TEKSTFRAGMENT —
De wagenafstelling is in elke modus afhankelijk van de uitrusting. In elk geval zijn daarbij echter motor, versnellingsbak, stuurinrichting, reversibele gordelspanners, airconditioning en adaptive air suspension* betrokken.
Motor en automatische versnellingsbak
Motor en automatische versnellingsbak reageren afhankelijk van de modus spontaner of evenwichtiger op bewegingen van het gaspedaal. In de sportlieve modus dynamic liggen de schakelpunten in hogere toerentalbereiken. In de modus efficiency* daarentegen liggen de schakelpunten (automatische versnellingsbakken) juist in lagere toerentalbereiken. Daardoor kan het brandstofverbruik worden gereduceerd.
adaptive air suspension (luchtvering)*
De adaptive air suspension* is een elektronisch geregeld luchtveer- en dempingssysteem. Het wordt ingesteld afhankelijk van de gekozen modus, van stuurbewegingen, rem- en acceleratie-ingrepen van de bestuurder alsmede van het wegdek, de rijsnelheid en de belading van de wagen.
De bodemvrijheid van de wagen hangt af van de ingestelde modus en de snelheid. Als u in de modus auto of efficiency* langer dan 30 seconden harder dan ongeveer 120 km/h rijdt, wordt automatisch het snelwegniveau ingesteld.
A6 allroad: als de wagen zich in de modus allroad bevindt, is de bodemvrijheid duidelijk verhoogd. Vanaf een snelheid van ongeveer 80 km/h resp. 120 km/h wordt de bodemvrijheid in stappen verlaagd. Bij verlagen van de snelheid wordt de bodemvrijheid weer automatisch verhoogd.
Stuurinrichting
De stuurinrichting kan wat betreft stuurbekrachtiging worden aangepast. Op lange snelwegritten is een lichte indirecte besturing zoals in de modus comfort zeer prettig. In de dynamische modus is de besturing sportief direct.

DOEL —
Beantwoord met de tekst over de rijmodi:
(a) In welke toerentalbereiken liggen de schakelpunten in de modus dynamic?
(b) Wanneer wordt in de modus auto of efficiency automatisch het snelwegniveau ingesteld?
(c) Hoe is de besturing in de modus comfort?
De records zijn afkomstig uit een andere bron.

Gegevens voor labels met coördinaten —
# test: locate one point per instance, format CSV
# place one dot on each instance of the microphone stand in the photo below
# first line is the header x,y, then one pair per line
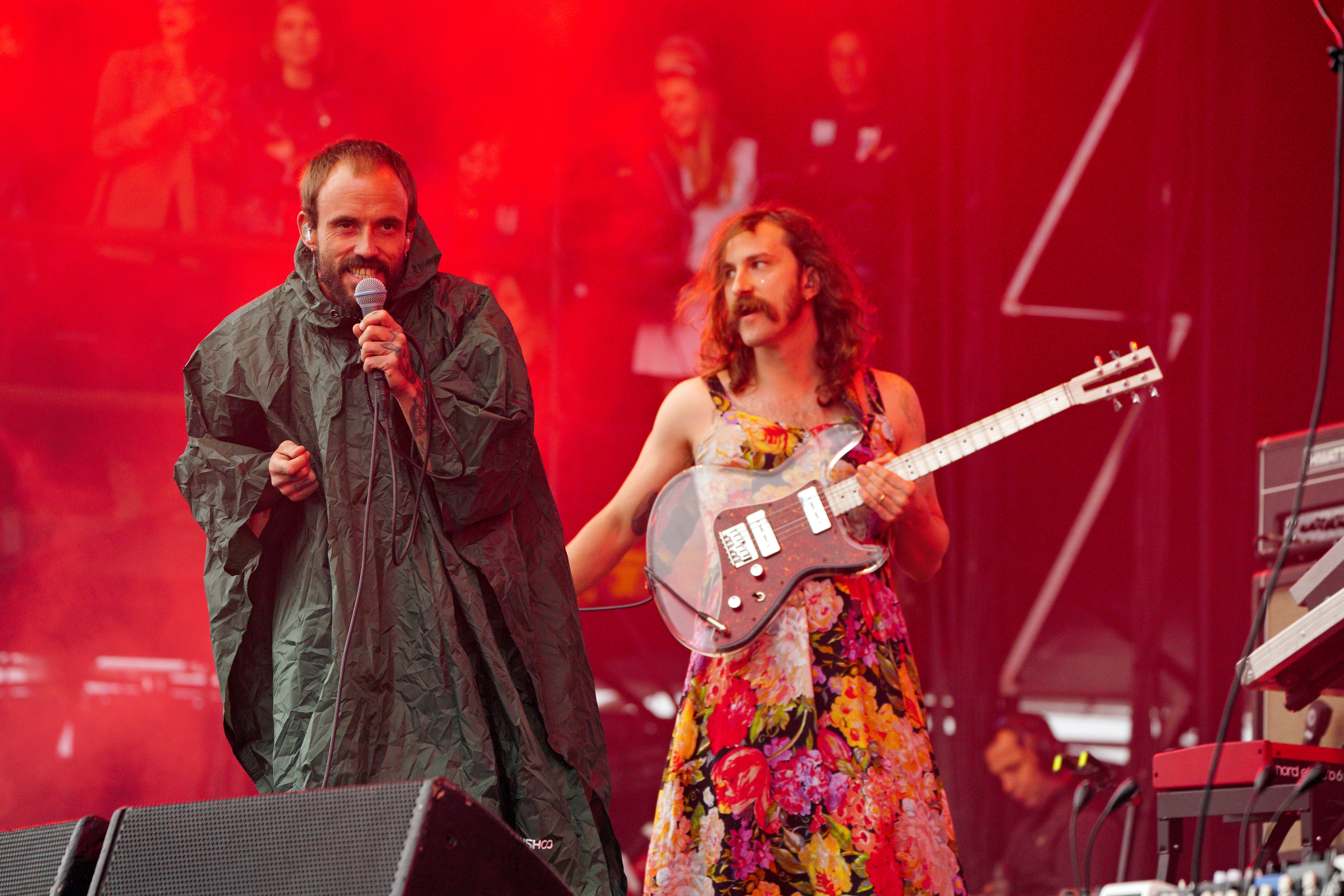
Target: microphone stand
x,y
1127,840
1083,795
1263,780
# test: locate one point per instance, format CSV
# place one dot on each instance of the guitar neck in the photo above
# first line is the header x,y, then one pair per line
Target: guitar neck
x,y
845,496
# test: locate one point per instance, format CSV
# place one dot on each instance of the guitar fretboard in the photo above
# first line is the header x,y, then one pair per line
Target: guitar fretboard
x,y
845,496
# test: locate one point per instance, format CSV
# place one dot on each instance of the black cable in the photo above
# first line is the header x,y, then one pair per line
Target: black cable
x,y
1083,793
386,429
1123,796
1263,780
1290,531
360,589
1310,780
618,606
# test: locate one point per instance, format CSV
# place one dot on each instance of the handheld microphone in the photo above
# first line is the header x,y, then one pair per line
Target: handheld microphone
x,y
1083,796
370,293
1310,780
1127,792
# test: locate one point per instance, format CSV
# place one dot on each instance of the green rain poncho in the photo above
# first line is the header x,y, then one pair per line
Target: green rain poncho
x,y
467,660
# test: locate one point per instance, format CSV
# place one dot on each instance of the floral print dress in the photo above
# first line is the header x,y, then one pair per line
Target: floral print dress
x,y
803,764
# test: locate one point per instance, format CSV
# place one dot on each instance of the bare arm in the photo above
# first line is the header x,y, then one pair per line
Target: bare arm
x,y
920,534
686,413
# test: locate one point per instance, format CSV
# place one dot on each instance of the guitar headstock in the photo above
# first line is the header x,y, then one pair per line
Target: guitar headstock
x,y
1134,374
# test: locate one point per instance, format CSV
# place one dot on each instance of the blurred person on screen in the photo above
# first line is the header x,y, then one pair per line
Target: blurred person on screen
x,y
287,116
161,124
706,172
850,154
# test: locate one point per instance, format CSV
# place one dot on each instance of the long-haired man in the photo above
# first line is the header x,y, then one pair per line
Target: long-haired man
x,y
804,760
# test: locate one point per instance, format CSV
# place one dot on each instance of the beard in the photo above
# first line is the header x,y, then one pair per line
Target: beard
x,y
331,276
753,306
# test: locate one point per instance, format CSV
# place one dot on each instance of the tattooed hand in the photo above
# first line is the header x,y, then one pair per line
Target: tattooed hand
x,y
291,472
382,347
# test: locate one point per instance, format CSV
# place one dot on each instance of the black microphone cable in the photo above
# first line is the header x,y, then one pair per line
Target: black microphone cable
x,y
1263,780
1310,780
1127,792
360,589
1083,796
384,426
1291,530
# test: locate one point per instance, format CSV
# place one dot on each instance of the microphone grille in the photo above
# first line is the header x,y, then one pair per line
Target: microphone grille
x,y
370,293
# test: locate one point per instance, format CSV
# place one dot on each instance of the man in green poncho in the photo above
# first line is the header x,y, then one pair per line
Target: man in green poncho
x,y
464,655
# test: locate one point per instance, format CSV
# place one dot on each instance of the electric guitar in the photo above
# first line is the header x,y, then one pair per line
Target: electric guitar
x,y
726,547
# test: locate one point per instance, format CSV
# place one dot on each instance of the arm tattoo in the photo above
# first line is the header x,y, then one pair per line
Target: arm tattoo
x,y
404,367
640,522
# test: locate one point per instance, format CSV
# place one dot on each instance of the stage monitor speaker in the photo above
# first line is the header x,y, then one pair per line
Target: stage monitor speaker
x,y
408,839
50,860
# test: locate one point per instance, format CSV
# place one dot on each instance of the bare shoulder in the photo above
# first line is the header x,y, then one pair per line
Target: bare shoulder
x,y
902,405
687,413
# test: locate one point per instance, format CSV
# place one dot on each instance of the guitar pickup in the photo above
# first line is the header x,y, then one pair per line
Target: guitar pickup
x,y
737,543
812,507
765,535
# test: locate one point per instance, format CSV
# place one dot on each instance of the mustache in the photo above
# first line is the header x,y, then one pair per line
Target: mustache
x,y
360,261
753,306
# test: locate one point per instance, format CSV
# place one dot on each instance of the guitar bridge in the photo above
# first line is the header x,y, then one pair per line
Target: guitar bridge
x,y
737,543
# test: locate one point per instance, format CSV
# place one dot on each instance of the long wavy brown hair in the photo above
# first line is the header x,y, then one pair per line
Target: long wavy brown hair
x,y
842,314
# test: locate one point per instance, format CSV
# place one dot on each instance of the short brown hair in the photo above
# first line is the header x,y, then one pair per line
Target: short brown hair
x,y
839,307
364,156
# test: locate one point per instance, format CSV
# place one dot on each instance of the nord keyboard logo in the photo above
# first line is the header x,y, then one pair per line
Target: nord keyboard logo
x,y
1326,457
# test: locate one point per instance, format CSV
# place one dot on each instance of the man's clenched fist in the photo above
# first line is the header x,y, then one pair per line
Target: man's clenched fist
x,y
291,472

ANTWOORD —
(a) In hogere toerentalbereiken.
(b) Als u langer dan 30 seconden harder dan ongeveer 120 km/h rijdt.
(c) Licht en indirect.